GIVEN TASK: Please return the records below word for word, starting with the line that contains "of the mattress." and going on through the line that contains "[[226, 109], [318, 167], [364, 141]]", with both of those lines included.

PROVIDED RECORDS:
-----
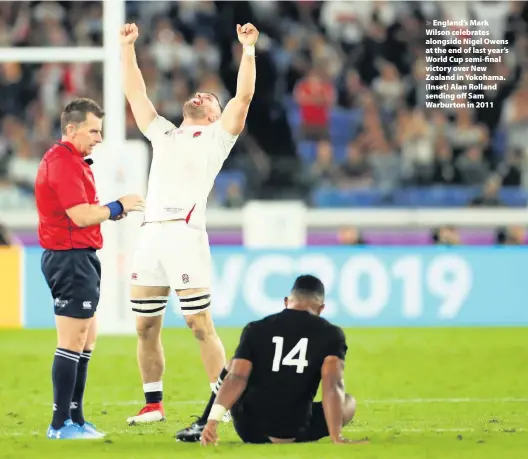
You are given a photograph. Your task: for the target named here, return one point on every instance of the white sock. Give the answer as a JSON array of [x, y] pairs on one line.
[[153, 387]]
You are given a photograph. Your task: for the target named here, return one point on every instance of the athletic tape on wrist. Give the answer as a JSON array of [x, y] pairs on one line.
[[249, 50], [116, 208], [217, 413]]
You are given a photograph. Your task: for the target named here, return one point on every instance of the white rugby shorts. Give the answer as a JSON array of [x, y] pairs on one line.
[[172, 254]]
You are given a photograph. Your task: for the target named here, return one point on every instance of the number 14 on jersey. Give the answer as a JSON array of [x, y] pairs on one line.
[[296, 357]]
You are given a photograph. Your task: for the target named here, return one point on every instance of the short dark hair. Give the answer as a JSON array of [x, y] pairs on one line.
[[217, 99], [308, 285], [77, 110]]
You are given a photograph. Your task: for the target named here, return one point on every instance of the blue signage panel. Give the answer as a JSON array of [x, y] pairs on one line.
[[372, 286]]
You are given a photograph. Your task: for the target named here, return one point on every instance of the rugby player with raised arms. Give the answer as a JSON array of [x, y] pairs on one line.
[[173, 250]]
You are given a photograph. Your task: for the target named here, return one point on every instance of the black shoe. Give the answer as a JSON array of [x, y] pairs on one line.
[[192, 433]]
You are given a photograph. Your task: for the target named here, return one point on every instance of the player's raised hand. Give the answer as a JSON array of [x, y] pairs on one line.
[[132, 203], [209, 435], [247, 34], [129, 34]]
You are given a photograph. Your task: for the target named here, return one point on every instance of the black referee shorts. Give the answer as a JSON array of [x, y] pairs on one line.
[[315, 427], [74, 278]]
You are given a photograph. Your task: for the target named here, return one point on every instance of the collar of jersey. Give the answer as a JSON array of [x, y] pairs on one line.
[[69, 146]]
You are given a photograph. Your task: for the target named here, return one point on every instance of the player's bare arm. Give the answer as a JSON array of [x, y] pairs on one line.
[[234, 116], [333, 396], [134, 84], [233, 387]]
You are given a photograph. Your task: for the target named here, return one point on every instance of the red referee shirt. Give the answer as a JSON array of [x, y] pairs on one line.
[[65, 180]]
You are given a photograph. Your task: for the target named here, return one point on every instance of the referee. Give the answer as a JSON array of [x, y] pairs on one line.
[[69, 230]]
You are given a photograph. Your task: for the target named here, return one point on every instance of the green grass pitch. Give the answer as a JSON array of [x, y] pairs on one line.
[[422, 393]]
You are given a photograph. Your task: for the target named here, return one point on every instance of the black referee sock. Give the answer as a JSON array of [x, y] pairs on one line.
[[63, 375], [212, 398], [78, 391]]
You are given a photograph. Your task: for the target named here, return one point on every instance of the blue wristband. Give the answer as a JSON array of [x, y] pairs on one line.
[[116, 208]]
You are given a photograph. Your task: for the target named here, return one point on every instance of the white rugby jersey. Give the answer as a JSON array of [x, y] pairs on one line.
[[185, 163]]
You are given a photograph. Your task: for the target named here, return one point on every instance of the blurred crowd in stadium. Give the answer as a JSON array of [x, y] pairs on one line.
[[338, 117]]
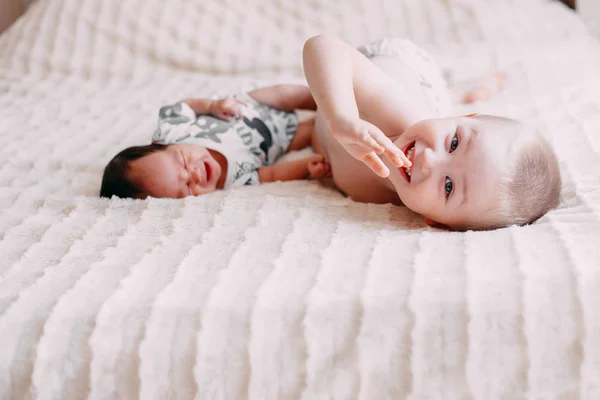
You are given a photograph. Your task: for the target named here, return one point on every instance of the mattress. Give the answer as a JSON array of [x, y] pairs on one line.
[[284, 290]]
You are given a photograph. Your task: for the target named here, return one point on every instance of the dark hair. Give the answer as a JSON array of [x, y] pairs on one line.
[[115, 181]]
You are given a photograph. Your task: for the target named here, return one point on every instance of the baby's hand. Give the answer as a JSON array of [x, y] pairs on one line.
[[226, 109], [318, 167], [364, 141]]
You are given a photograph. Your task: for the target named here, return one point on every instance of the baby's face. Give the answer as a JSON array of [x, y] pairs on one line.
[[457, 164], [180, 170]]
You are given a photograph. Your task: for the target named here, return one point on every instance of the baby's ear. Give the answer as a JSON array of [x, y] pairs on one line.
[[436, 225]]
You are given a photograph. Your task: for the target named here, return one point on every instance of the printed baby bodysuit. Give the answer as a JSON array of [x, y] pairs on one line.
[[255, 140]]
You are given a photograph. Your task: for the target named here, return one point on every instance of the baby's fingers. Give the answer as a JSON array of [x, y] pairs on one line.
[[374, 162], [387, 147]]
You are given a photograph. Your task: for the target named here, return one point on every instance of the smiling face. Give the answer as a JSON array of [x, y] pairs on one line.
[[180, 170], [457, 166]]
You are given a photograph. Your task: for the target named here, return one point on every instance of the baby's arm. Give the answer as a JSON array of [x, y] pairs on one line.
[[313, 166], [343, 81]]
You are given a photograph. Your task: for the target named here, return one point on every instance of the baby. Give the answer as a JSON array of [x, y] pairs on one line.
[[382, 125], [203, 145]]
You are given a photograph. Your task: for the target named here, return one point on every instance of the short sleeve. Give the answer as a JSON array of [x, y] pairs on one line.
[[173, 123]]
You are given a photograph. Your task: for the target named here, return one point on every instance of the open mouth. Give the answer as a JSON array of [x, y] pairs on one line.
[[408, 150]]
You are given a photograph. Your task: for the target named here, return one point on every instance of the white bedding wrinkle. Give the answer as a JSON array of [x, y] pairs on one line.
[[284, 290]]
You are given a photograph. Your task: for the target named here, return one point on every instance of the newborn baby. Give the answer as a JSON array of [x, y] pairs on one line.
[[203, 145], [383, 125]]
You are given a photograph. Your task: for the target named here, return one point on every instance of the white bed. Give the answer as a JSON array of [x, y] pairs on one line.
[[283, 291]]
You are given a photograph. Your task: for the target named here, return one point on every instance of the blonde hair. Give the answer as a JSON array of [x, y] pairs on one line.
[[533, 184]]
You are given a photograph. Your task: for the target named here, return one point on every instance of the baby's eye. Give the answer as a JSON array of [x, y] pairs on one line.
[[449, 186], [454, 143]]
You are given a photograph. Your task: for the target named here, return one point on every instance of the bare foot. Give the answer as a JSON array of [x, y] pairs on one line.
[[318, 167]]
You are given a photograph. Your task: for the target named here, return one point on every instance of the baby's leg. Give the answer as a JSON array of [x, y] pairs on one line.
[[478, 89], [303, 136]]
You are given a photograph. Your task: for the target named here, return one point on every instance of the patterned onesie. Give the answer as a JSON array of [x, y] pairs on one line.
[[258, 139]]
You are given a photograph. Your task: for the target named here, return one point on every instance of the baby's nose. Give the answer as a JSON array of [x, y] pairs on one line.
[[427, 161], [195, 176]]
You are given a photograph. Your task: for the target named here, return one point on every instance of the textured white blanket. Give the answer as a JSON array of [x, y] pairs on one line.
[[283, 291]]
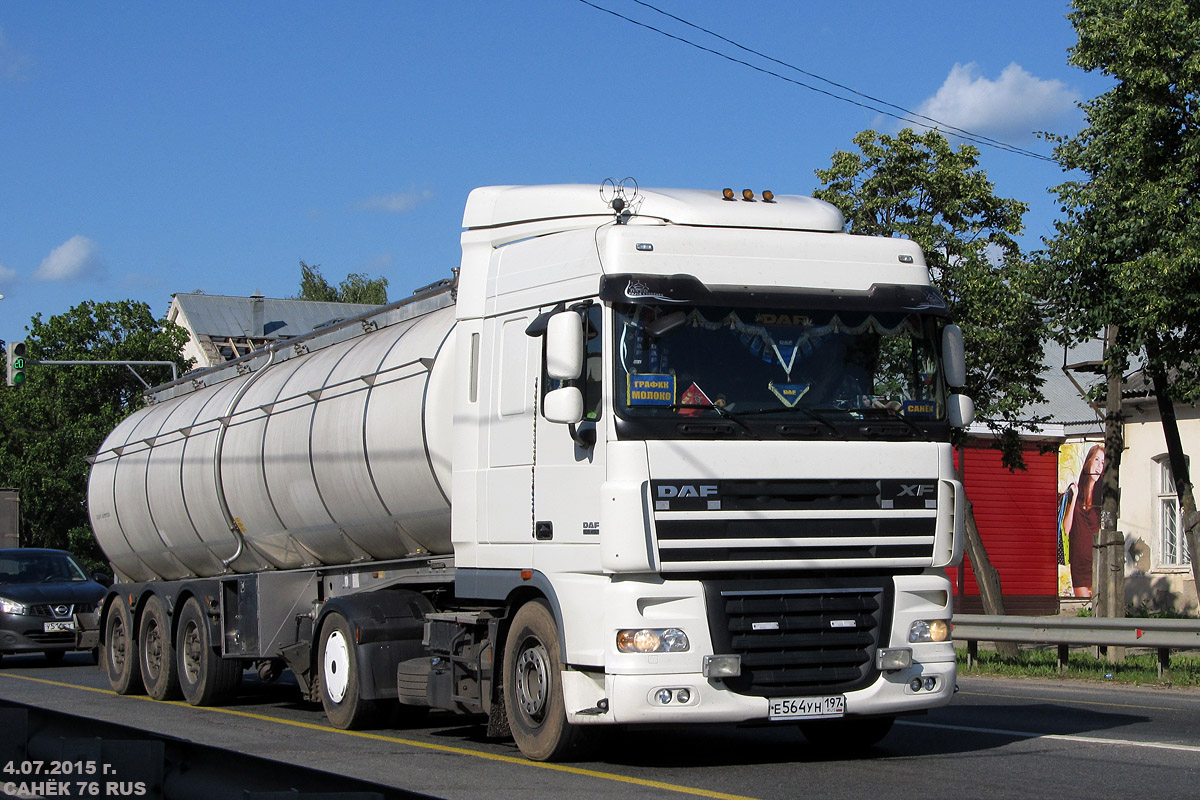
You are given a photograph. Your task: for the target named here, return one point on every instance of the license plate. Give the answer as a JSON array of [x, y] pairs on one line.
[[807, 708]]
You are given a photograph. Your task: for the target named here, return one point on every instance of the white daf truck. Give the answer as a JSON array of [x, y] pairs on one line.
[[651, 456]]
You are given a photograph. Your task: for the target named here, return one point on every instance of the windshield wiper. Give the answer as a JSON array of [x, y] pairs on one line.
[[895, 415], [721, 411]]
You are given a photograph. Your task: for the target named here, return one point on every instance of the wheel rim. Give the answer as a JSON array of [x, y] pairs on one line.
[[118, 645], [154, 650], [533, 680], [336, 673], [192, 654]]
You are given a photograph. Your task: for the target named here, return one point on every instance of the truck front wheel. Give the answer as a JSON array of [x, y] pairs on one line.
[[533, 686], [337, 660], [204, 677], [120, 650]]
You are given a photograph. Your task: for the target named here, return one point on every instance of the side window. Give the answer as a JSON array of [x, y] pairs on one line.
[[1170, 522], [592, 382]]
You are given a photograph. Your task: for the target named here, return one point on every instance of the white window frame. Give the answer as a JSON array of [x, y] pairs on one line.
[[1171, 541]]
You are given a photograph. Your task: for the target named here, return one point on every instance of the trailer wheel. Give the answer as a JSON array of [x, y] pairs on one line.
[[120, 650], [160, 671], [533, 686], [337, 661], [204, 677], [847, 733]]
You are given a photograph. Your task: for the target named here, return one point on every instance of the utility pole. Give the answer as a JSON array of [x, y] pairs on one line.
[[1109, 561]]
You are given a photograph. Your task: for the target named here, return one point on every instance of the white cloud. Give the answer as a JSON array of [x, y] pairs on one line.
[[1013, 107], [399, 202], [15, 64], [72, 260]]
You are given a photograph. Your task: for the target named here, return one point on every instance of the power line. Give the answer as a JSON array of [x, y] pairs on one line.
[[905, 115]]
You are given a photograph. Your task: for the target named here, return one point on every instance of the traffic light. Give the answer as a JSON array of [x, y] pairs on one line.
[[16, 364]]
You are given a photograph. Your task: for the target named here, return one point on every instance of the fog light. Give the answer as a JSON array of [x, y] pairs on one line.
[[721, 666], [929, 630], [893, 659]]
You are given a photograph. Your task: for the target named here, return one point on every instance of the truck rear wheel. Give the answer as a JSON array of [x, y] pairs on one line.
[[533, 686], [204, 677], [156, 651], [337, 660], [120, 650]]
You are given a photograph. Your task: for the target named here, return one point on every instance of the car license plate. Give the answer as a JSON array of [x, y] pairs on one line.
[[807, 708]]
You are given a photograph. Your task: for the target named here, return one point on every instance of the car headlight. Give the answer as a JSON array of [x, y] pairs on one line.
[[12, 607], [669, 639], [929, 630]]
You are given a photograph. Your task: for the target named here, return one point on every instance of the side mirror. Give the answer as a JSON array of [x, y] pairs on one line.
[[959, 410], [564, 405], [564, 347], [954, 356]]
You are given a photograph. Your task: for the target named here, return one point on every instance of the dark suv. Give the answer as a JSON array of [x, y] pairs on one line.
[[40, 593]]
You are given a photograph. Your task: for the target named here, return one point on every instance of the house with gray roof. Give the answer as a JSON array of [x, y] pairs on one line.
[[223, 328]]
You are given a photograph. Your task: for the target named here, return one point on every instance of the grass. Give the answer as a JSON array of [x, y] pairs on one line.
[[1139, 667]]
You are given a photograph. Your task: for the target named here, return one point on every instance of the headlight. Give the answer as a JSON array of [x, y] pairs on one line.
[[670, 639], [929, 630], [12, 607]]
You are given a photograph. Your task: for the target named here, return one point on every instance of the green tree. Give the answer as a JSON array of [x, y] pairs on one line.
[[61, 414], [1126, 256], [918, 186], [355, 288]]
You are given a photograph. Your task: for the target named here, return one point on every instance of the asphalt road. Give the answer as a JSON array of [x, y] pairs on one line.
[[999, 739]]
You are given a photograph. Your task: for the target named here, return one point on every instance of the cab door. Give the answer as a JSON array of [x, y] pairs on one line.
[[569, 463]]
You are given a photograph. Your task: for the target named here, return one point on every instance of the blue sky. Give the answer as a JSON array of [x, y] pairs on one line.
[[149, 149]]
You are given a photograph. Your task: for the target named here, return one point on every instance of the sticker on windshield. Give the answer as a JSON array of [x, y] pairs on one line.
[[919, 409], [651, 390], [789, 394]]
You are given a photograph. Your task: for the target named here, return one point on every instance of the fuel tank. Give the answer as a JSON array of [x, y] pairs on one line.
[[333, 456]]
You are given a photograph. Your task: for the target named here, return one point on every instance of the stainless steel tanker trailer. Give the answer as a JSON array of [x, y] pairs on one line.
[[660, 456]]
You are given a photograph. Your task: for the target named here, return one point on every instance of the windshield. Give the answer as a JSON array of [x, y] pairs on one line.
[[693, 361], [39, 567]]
-----
EXERCISE OUTPUT:
You are given a photograph. Your task: for the target named here, return one point on every instance of the mattress. Give the answer as a JSON array of [x, y] pairs on one line.
[[284, 290]]
You are given a photograph. Your task: for the target named here, return one point on every instance of the dark hair. Give the answer as a JSON array of [x, y] pairs on one line.
[[115, 181]]
You are given a photograph. Your task: for the target named here, return one point on every instance of the baby's hand. Give the answer as a JSON array of [x, y] pairs on one line.
[[226, 109], [318, 167], [364, 141]]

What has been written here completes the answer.